──────── The input ────────

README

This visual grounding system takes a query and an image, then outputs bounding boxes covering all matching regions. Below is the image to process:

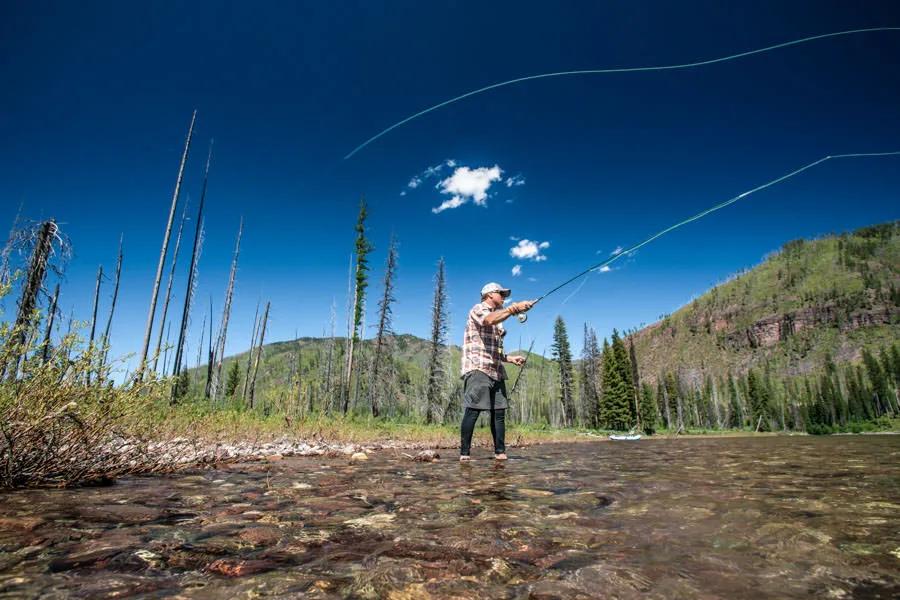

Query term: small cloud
[503,175,525,187]
[509,239,550,262]
[432,165,503,213]
[431,196,466,214]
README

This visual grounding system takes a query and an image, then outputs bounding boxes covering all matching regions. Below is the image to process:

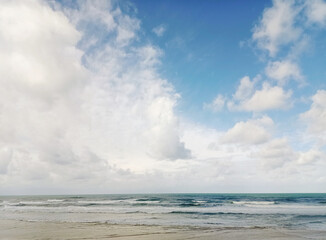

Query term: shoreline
[0,220,326,240]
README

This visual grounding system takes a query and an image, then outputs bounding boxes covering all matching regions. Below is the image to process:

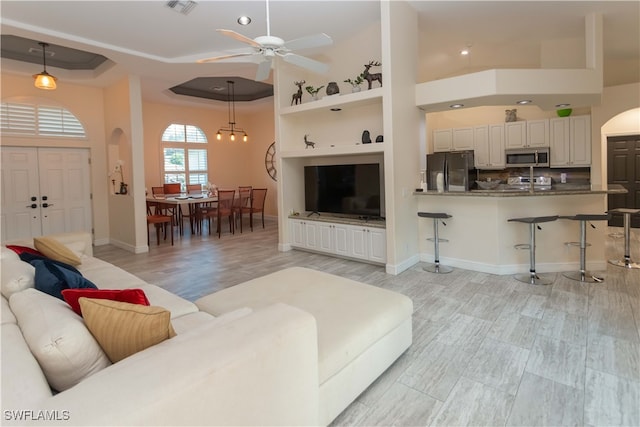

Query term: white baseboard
[420,254,607,276]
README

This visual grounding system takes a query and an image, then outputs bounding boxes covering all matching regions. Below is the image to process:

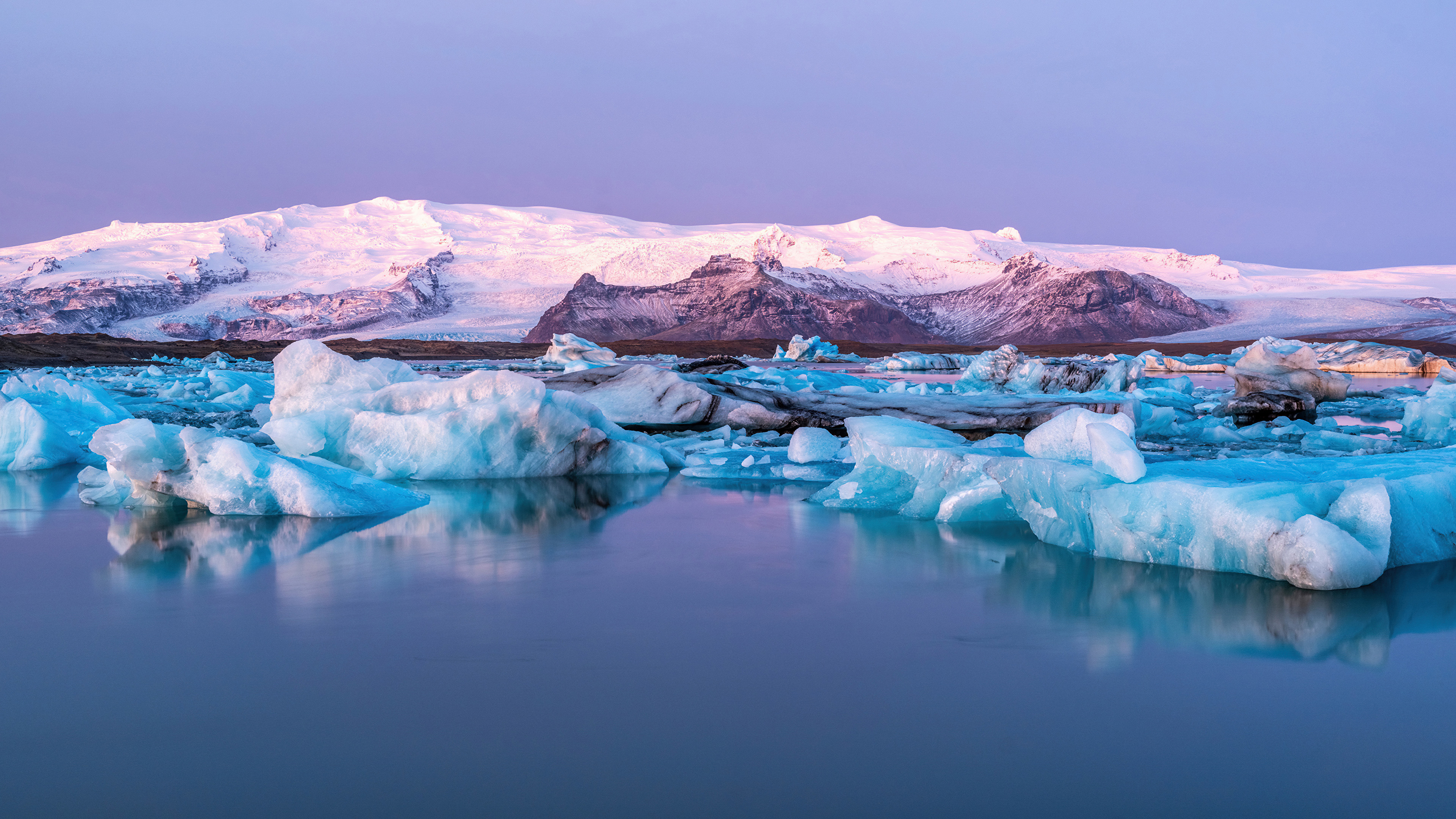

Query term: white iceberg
[773,335,863,361]
[1401,367,1456,446]
[262,341,668,479]
[77,418,430,517]
[955,344,1143,395]
[865,350,976,372]
[537,332,617,373]
[544,364,1137,430]
[1227,337,1350,401]
[788,427,844,463]
[0,370,131,472]
[811,418,1456,589]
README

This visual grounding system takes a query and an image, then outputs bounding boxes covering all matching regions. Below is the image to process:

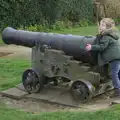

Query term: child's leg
[111,60,120,89]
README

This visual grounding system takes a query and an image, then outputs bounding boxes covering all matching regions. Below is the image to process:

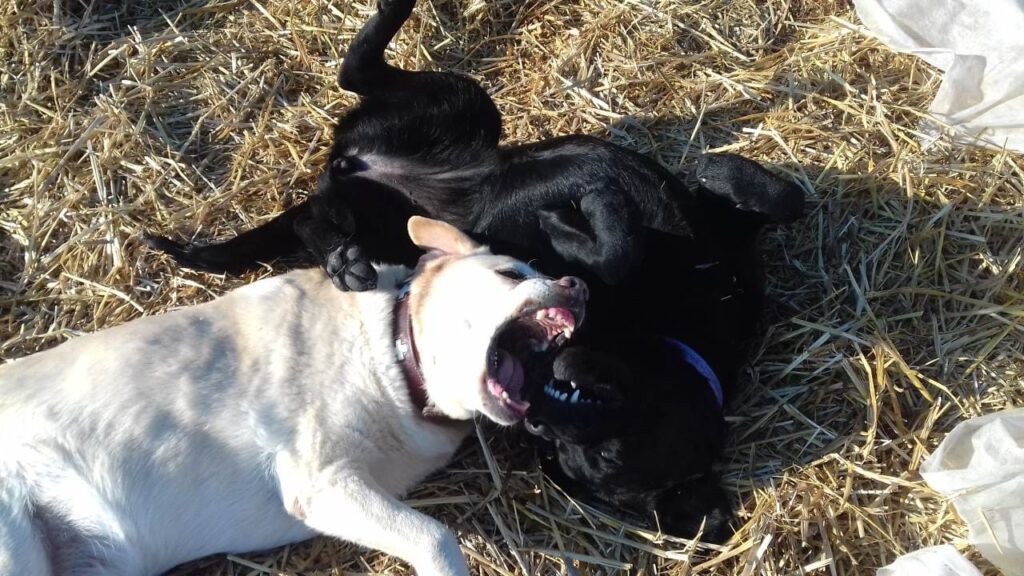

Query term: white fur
[0,231,569,576]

────────

Do this:
Copy out all of the rows above word for word, omitting the pictures.

Solution:
README

This visual grounding system takes a query and an image, then outputs bounding boxes covering all matching regions. Below is the image to process:


Query term: small cloud
[503,175,525,187]
[509,239,550,262]
[432,165,503,213]
[431,196,466,214]
README

This visual grounding system takes a query and an image, then outputs bounding boxes covering all matching regions. Below is the image to process:


Query term: shoreline
[0,220,326,240]
README

This visual grounding system takes a query and an image, then outputs bounding boxes covering all matching regions. Below is the image to process:


Query term: white baseboard
[420,254,607,276]
README

This visual grounding system takes a query and an image, then outputs bounding boxes covering all matching regions. Below is the image to process:


Query term: white iceberg
[773,335,863,361]
[1401,367,1456,446]
[262,341,668,479]
[77,418,430,517]
[955,344,1143,395]
[865,350,976,372]
[537,332,617,373]
[544,364,1137,430]
[1227,337,1350,401]
[788,427,844,463]
[0,370,131,472]
[811,418,1456,589]
README

This visual grounding system takes a query and an image, then outputs bounding boxes covering all matching regions. Below is the image to process:


Query term: child's leg
[111,60,120,89]
README

This visual grounding system takes a query and an image, then outputs bounding boxes covering all matching regions. Below is the image to process:


Query term: white fur
[0,231,569,576]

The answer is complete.